__Exercise aim__.
List every line of the data below that contains the word "mosque". Treat uppercase and lowercase as different.

__Input for this task__.

════════

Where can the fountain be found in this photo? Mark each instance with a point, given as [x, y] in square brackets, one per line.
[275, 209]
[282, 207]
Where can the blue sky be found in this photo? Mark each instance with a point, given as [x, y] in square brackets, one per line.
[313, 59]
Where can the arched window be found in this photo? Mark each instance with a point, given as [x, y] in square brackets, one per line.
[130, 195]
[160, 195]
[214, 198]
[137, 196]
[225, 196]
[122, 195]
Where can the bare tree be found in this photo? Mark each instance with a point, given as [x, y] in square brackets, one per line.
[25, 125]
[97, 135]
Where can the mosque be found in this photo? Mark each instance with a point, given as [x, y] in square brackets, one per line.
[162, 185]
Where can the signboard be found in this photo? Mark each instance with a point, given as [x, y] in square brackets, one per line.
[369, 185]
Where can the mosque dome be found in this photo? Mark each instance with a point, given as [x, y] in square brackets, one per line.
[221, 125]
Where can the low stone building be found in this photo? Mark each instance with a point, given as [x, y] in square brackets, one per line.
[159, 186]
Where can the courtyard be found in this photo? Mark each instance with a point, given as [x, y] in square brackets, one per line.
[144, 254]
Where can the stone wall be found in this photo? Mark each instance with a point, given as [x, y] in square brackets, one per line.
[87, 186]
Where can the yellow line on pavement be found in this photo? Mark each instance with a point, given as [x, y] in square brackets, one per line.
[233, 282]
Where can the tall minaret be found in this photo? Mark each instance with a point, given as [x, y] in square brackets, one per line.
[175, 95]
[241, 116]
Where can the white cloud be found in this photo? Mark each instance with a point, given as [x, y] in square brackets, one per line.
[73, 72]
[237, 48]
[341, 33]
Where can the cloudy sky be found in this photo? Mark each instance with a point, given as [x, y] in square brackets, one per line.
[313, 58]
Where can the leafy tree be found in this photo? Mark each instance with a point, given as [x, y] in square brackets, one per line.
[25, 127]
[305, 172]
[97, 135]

════════

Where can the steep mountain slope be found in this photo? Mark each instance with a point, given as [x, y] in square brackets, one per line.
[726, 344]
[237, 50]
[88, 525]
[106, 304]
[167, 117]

════════

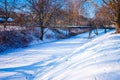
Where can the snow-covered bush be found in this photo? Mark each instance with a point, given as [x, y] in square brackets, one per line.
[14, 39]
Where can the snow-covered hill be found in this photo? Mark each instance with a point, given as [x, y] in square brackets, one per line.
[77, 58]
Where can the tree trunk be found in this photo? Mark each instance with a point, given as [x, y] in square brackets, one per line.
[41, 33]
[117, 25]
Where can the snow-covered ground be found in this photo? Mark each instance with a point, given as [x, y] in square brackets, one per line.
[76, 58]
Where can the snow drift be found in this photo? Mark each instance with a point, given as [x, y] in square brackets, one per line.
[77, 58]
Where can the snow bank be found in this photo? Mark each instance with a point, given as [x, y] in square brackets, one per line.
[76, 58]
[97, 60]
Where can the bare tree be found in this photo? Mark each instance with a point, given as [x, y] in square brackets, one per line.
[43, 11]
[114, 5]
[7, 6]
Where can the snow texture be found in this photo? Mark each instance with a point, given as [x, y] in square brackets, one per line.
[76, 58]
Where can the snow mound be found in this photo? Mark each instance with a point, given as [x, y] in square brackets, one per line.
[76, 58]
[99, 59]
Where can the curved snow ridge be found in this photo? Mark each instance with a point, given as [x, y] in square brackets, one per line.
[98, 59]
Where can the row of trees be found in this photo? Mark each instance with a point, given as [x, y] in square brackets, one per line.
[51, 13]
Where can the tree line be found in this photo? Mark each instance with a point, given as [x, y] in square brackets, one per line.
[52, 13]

════════

__Final result__.
Where can the mosque be found in this photo? Mark each instance with a point, given as [x, y] in square brackets, one per line.
Where can the mosque dome be found in this photo? Mark each instance with a point, given as [x, y] in square brackets, one per line.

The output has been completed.